» PROBLEM 1:
In the passage about START, how many of the pieces sold at the Green Gallery exhibition last December?
» PROBLEM 2:
Extend the passage about START, picking up after its final sentence.

START's website lists several ways in which people can help, including donating art works for auction. The organisation rarely sells works created by the children, although an exhibition at the Green Gallery last December, where they were exhibited alongside well-known artists such as Gita Meh, proved successful, with around half the pieces being sold. Everyone, including children and parents, are in agreement that the services START provides are both a vital part of the community and a valuable tool for building the children's self-esteem. "Socialising and meeting other parents is one thing," says Irem Alam. "But I think it also builds their confidence. In school, they wouldn't make a big deal of this. Here, Sara spilt some paint on one of her works - it was just a smudge - and they made art out of it. They didn't say 'Oh, it's ruined.'"
James Casaki loves being able to explore a different side of his personality. "I love it because you can use your imagination like you can't use it in school. When I come here, I feel like I'm in another world." And Bee Tan, whose 15-year-old daughter Emily has been coming to Tuesday Group since it started in 2007, sees it as another way for her daughter to express herself. "Sometimes, people use paintings as a way of letting out their feelings. They see things differently to you. One of her paintings here is of a person on a lonely road. Sometimes, Emily is lonely, so when I saw that painting, I knew what it meant."

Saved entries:
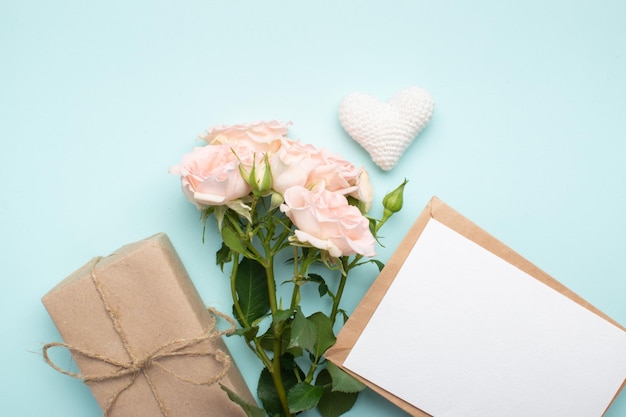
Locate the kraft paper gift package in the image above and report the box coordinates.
[42,233,254,417]
[326,198,626,417]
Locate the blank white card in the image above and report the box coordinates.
[344,219,626,417]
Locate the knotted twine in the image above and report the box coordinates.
[43,257,236,417]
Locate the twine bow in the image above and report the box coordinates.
[43,258,236,417]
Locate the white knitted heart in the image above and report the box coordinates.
[339,87,435,171]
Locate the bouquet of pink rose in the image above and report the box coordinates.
[170,121,406,417]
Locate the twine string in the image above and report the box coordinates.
[43,258,237,417]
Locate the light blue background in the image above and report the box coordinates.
[0,0,626,417]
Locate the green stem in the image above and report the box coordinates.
[230,253,250,328]
[330,256,350,325]
[289,246,302,312]
[265,254,292,417]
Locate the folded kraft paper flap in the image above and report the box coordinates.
[326,197,626,417]
[42,233,254,417]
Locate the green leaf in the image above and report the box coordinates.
[326,362,365,392]
[309,274,328,297]
[308,312,337,357]
[289,309,336,357]
[257,354,304,416]
[315,369,359,417]
[222,223,248,255]
[369,259,385,272]
[289,308,318,351]
[260,324,302,357]
[287,382,324,413]
[220,384,266,417]
[233,324,259,342]
[233,256,270,327]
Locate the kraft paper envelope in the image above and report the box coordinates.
[326,198,626,417]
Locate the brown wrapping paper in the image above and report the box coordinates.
[42,234,254,417]
[326,197,626,417]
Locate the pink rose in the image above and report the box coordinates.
[306,150,373,212]
[201,120,291,152]
[280,183,376,257]
[169,144,254,207]
[270,139,320,194]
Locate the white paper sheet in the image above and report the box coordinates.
[344,219,626,417]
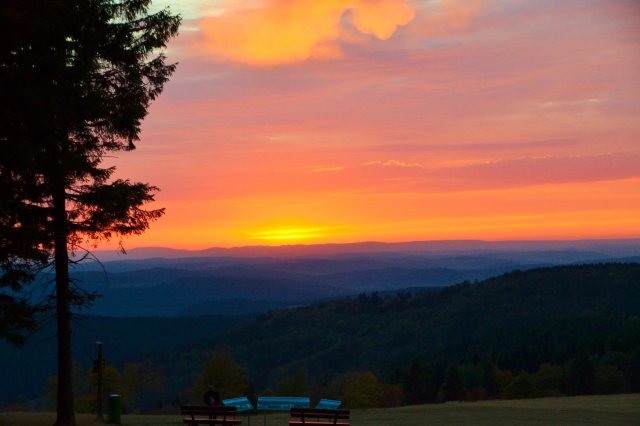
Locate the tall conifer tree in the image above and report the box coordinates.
[0,0,180,426]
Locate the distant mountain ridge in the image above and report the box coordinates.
[95,238,640,261]
[53,240,640,316]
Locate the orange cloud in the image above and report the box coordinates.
[200,0,415,65]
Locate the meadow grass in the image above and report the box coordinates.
[0,394,640,426]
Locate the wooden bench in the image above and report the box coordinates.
[289,408,349,426]
[180,405,240,425]
[258,396,311,411]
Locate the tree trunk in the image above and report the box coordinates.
[53,174,76,426]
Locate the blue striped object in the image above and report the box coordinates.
[222,396,253,411]
[258,396,311,411]
[316,399,342,410]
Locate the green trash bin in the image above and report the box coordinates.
[107,394,122,425]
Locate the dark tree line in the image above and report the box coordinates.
[0,0,180,425]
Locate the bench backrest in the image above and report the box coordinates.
[180,405,238,417]
[291,408,349,423]
[258,396,311,411]
[316,399,342,410]
[222,396,253,411]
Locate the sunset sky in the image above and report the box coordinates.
[107,0,640,249]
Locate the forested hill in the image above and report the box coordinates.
[165,264,640,388]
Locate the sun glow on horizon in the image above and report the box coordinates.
[250,227,335,244]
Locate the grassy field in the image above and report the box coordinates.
[0,394,640,426]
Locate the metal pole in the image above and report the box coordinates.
[95,342,104,420]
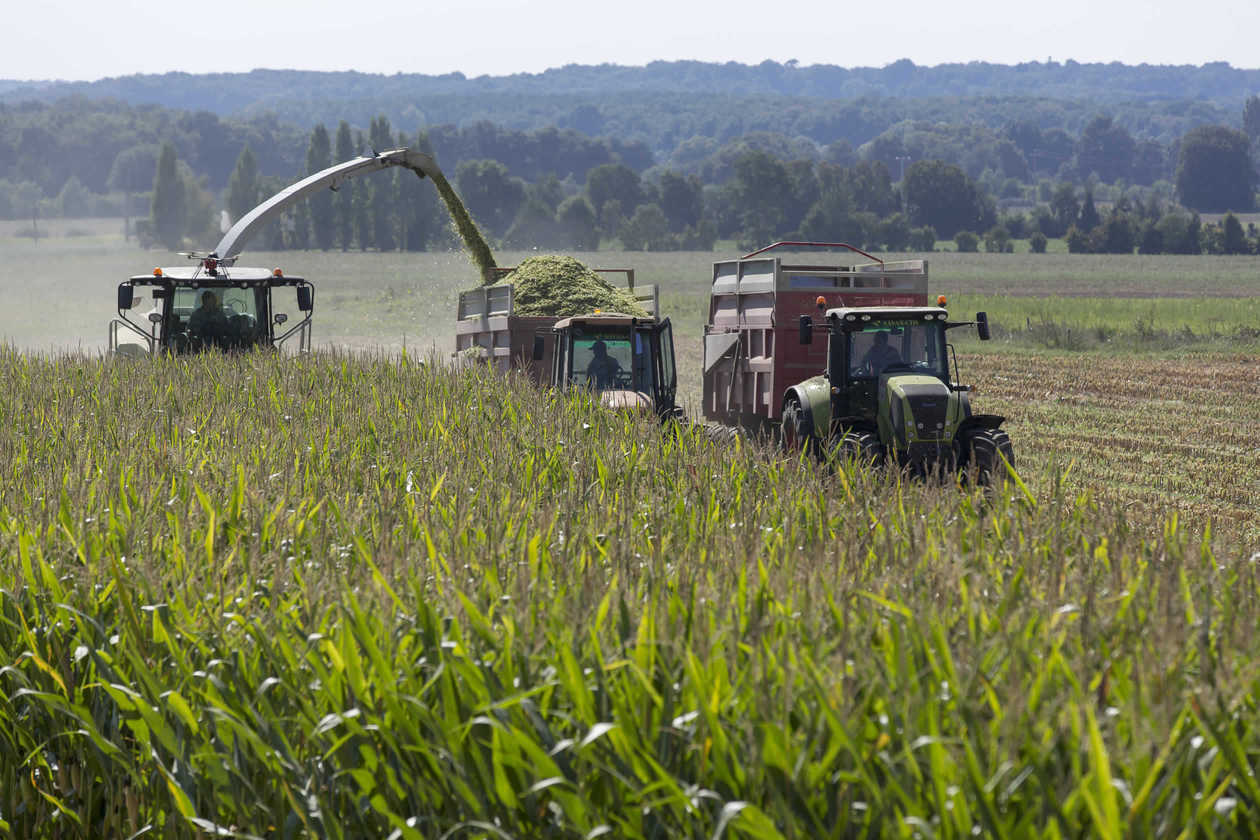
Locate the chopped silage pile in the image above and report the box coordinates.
[495,254,648,317]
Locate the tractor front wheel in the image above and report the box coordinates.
[963,428,1016,486]
[838,432,883,467]
[779,399,818,453]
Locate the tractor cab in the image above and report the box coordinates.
[534,312,678,418]
[108,254,315,355]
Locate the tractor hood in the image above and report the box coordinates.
[879,374,956,448]
[600,390,655,414]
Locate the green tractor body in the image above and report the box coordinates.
[781,306,1014,481]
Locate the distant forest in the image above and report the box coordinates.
[0,60,1260,254]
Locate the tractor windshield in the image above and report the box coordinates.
[169,286,266,353]
[570,330,634,390]
[848,320,949,379]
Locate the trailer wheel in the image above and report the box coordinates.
[963,428,1016,486]
[779,398,818,455]
[838,432,883,467]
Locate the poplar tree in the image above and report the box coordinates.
[352,131,375,251]
[306,123,336,251]
[228,144,258,224]
[149,142,188,251]
[365,115,398,251]
[333,120,354,251]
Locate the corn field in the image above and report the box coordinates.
[0,350,1260,837]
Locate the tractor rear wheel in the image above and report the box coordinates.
[963,428,1016,486]
[779,399,818,453]
[837,432,883,467]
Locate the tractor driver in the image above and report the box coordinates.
[188,290,228,341]
[586,340,621,390]
[862,330,901,375]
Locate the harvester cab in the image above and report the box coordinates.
[781,298,1014,484]
[533,312,679,419]
[108,254,315,355]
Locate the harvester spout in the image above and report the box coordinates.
[213,149,495,283]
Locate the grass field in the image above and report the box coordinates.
[0,230,1260,837]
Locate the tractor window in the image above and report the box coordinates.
[848,320,948,379]
[570,331,634,390]
[634,330,656,393]
[169,286,266,351]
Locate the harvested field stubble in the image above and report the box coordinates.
[0,351,1260,837]
[499,254,648,317]
[960,353,1260,541]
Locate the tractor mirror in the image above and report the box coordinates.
[800,315,814,344]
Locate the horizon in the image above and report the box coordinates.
[9,55,1260,84]
[9,0,1260,82]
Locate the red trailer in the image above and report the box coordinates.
[703,242,927,429]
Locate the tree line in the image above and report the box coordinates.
[137,116,1255,253]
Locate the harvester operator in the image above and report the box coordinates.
[188,290,228,341]
[586,340,621,389]
[862,330,901,375]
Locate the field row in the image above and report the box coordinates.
[961,353,1260,541]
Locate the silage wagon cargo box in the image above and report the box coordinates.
[455,268,660,384]
[703,243,927,429]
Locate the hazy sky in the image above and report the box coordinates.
[9,0,1260,79]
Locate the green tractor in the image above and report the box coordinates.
[780,297,1014,484]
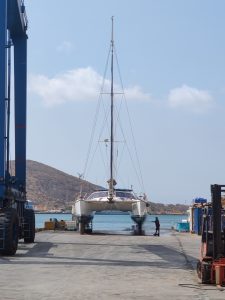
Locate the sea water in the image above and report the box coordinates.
[35,214,187,234]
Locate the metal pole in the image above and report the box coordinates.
[211,184,222,259]
[109,17,114,200]
[0,0,7,202]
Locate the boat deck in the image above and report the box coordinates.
[0,231,225,300]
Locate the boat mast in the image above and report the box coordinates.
[108,17,116,201]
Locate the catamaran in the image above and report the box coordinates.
[72,17,149,235]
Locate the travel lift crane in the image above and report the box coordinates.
[0,0,35,255]
[197,184,225,286]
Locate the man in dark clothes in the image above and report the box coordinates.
[152,217,160,236]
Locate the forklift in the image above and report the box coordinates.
[197,184,225,286]
[0,0,35,255]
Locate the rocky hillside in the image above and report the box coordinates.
[13,160,100,209]
[12,160,188,214]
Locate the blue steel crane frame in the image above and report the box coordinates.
[0,0,27,207]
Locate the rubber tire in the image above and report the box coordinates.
[80,222,85,235]
[24,209,35,244]
[0,208,19,256]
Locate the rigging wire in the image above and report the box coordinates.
[114,46,145,191]
[83,45,111,176]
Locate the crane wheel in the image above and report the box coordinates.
[0,208,19,256]
[24,209,35,243]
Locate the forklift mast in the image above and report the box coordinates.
[0,0,27,204]
[0,0,35,255]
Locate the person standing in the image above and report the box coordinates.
[152,217,160,236]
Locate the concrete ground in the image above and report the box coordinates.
[0,232,225,300]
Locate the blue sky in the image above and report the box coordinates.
[19,0,225,204]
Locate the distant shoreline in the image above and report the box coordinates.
[35,211,187,216]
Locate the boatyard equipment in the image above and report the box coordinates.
[0,0,35,255]
[197,184,225,285]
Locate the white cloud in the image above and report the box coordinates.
[56,41,73,54]
[168,85,213,113]
[28,67,150,106]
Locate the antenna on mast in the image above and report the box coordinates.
[108,16,116,202]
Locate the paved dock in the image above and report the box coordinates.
[0,232,225,300]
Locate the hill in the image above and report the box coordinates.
[12,160,101,210]
[12,160,188,214]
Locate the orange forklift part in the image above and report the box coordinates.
[211,258,225,286]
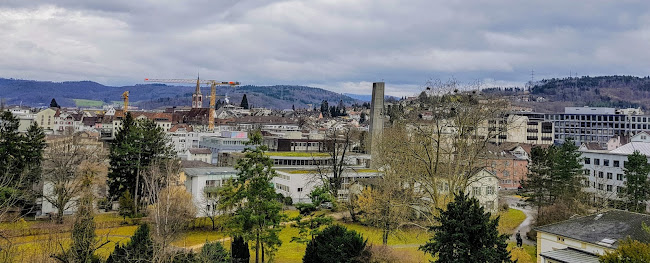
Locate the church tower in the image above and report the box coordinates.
[192,76,203,109]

» ANSWER SPACE 1:
Around half of the pieces were sold.

» ANSWER SPACE 2:
The group has several volunteers, who come to the sessions to facilitate the children's experience. "We just chat with them and see if they need anything, says Ava Monshi, 25, an interior designer. "I come along to be with the children. I always thought I could not face these children because when you hear about them, you feel so sad for them. But when I saw them the other day at Sasha Jafri's workshop at Tashkeel, there was a big board and they were all painting together. I saw that I can learn so many things from them. You can see that they are doing things that I am afraid of doing."
"I volunteered because it's an amazing cause," says Heba Othman, 25, an intern at START and a student at the American University in Dubai. "I had a sister who had Down's syndrome who passed away, so it's really close to my heart. I wouldn't want to spend my time in any other place, honestly. To be exposed to these wonderful people is really amazing." Integrating children with special needs into mainstream education is something that several of the group's mothers are fighting hard for. "They are very passionate and have managed to get some of their children into mainstream schools," says Brewin.
"People often have the misconception that people who have special needs are stupid," says Tan. "But all these kids actually have many talents. By giving them the right opportunity, they actually excel in a lot of things. But they must have the opportunity in the first place." The combination of art and children seems to be an inspiring one. "It's the idea that you can adapt," says Brewin. "You don't have to paint something green because it's green. And it's so tactile as well. One of our volunteers is a trained occupational therapist and she was explaining that touching paint and paper is really good for children with special needs because they feel the physicality of the material and they know that they're actually making something. Also, there are no rules. You can fail maths, but you can't fail art."
START will be at Art Dubai from March 18-21.